EXERCISE GOAL:
An exact transcription is needed, starting at the line containing "Target: man in dark shirt" and running through the last line of the records, with every picture left out.
##### DATA FOR ANALYSIS #####
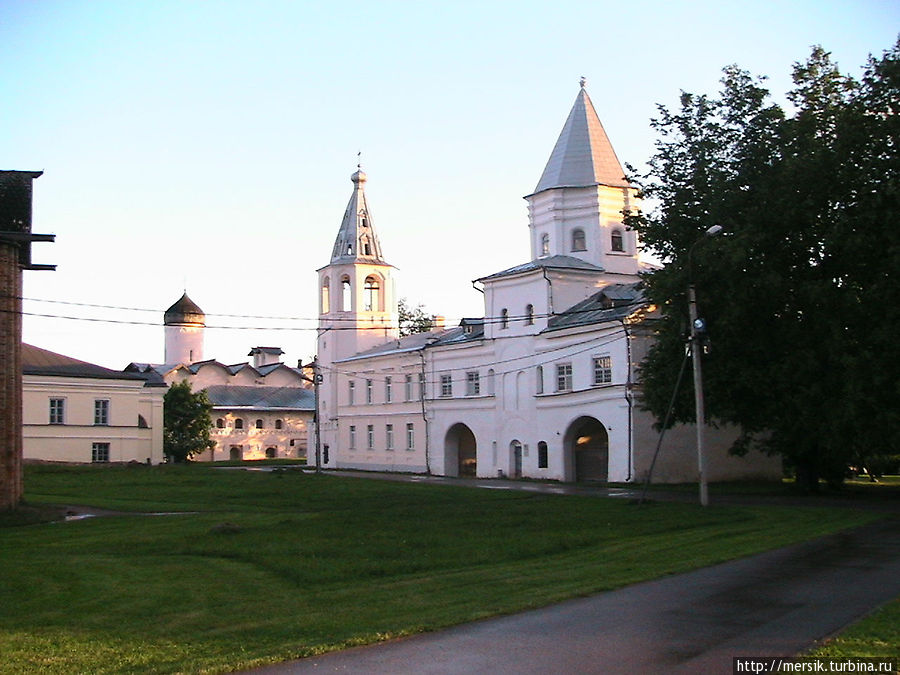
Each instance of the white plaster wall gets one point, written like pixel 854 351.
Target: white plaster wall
pixel 71 442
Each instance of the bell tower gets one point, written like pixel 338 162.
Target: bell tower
pixel 357 305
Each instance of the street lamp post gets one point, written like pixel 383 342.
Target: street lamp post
pixel 697 327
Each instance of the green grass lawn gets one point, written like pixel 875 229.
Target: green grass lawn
pixel 877 635
pixel 272 566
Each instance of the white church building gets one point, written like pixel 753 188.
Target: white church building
pixel 544 385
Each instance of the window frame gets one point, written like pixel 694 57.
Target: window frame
pixel 579 240
pixel 446 385
pixel 543 455
pixel 602 369
pixel 101 412
pixel 57 410
pixel 564 376
pixel 473 383
pixel 99 450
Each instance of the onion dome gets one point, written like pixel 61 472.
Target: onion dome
pixel 184 311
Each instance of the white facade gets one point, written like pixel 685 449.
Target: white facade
pixel 78 412
pixel 260 411
pixel 544 385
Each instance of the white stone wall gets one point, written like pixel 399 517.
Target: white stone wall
pixel 72 440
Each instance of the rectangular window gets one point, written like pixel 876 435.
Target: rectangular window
pixel 563 377
pixel 57 411
pixel 473 384
pixel 101 412
pixel 99 452
pixel 602 370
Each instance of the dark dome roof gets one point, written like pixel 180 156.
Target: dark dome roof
pixel 184 311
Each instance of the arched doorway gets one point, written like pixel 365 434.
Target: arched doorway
pixel 460 456
pixel 515 449
pixel 587 450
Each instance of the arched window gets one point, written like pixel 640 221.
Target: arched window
pixel 542 454
pixel 578 240
pixel 346 295
pixel 370 299
pixel 616 242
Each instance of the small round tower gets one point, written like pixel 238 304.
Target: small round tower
pixel 185 323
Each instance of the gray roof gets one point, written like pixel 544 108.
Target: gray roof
pixel 184 310
pixel 357 240
pixel 468 329
pixel 582 155
pixel 37 361
pixel 551 262
pixel 612 303
pixel 261 398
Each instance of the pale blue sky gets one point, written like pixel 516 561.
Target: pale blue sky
pixel 211 143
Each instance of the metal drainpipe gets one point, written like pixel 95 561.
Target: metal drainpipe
pixel 422 391
pixel 549 291
pixel 629 399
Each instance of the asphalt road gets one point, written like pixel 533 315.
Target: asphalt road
pixel 773 604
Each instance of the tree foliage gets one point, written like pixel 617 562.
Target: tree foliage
pixel 413 319
pixel 800 293
pixel 187 422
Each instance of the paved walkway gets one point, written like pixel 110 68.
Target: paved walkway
pixel 773 604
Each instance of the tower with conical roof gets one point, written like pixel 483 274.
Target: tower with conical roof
pixel 185 323
pixel 576 208
pixel 356 289
pixel 357 304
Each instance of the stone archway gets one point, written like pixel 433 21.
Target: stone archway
pixel 586 445
pixel 460 451
pixel 515 465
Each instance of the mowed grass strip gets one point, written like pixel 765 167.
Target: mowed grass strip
pixel 272 566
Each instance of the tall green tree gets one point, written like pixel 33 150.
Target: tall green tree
pixel 187 422
pixel 800 292
pixel 413 319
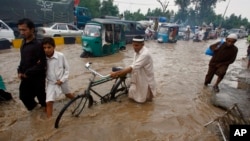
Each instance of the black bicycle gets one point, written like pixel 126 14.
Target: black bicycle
pixel 77 105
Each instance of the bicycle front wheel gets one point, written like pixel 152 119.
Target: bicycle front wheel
pixel 73 108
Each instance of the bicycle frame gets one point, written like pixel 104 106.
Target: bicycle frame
pixel 110 95
pixel 76 105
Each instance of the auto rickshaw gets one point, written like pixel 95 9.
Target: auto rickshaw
pixel 102 37
pixel 167 33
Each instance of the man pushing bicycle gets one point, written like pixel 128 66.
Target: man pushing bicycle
pixel 142 87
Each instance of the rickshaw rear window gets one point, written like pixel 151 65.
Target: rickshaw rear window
pixel 163 30
pixel 92 30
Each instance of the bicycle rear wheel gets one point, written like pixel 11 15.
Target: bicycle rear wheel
pixel 73 108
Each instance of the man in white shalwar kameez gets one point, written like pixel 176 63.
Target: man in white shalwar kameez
pixel 142 87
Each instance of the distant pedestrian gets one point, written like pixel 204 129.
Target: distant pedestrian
pixel 57 74
pixel 224 55
pixel 32 67
pixel 248 56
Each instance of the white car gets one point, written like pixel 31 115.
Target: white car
pixel 6 32
pixel 59 30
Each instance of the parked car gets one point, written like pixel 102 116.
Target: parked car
pixel 239 32
pixel 6 32
pixel 59 30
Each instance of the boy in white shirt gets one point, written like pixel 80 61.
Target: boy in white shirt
pixel 57 74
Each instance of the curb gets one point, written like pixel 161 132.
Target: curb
pixel 58 41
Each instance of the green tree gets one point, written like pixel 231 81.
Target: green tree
pixel 92 5
pixel 183 5
pixel 204 9
pixel 136 16
pixel 164 5
pixel 108 8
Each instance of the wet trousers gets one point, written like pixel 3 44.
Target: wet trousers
pixel 212 70
pixel 31 88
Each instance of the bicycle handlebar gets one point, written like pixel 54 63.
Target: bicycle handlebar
pixel 87 66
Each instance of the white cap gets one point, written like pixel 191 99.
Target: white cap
pixel 232 36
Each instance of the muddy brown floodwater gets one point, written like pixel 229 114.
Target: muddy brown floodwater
pixel 178 113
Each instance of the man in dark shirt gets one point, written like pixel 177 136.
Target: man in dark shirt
pixel 224 55
pixel 32 67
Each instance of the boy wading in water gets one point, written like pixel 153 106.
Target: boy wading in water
pixel 57 74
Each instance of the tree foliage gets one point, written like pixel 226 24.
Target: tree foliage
pixel 92 5
pixel 192 12
pixel 108 8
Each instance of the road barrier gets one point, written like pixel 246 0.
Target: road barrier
pixel 16 43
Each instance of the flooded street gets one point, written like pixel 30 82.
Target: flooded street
pixel 178 113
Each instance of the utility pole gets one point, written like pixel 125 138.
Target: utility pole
pixel 224 13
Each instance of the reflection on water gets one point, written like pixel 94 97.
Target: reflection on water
pixel 178 113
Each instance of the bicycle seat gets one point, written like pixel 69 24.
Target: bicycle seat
pixel 116 69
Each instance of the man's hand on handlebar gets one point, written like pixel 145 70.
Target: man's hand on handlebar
pixel 114 74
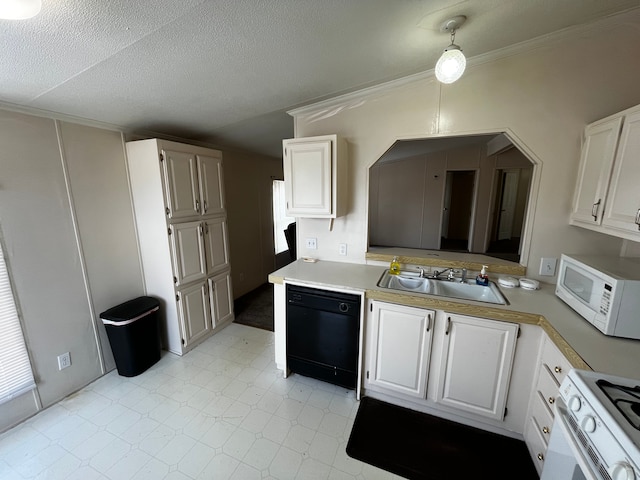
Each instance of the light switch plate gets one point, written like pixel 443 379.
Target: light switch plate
pixel 548 266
#####
ANSWER TO THIS TASK:
Target: man in dark shirt
pixel 224 55
pixel 32 67
Each instance of the boy wading in water gets one point, written like pixel 153 106.
Target: boy wading in water
pixel 57 74
Each instance of the tree foliage gets one point, written like pixel 226 24.
Target: tree foliage
pixel 92 5
pixel 192 12
pixel 108 8
Each instance of the road barrier gets one point, written like pixel 246 0.
Target: road barrier
pixel 16 43
Each instance of the flooded street gets one point, written like pixel 30 82.
Target: flooded street
pixel 178 113
Each instance of the utility pole gets one point, written like pixel 125 138.
Target: utility pole
pixel 224 13
Each instance of the reflection on water gets one point, written like pixel 94 97.
Target: reflection on water
pixel 178 113
Each instance of the bicycle seat gets one point, written like pixel 69 24.
Target: bicycle seat
pixel 116 69
Each instance of the man's hand on handlebar gets one point, written like pixel 145 70.
Target: man's hand on handlebar
pixel 114 74
Each instance of the light switch plate gets one point, written like pixel 443 379.
Target: light switch plate
pixel 548 266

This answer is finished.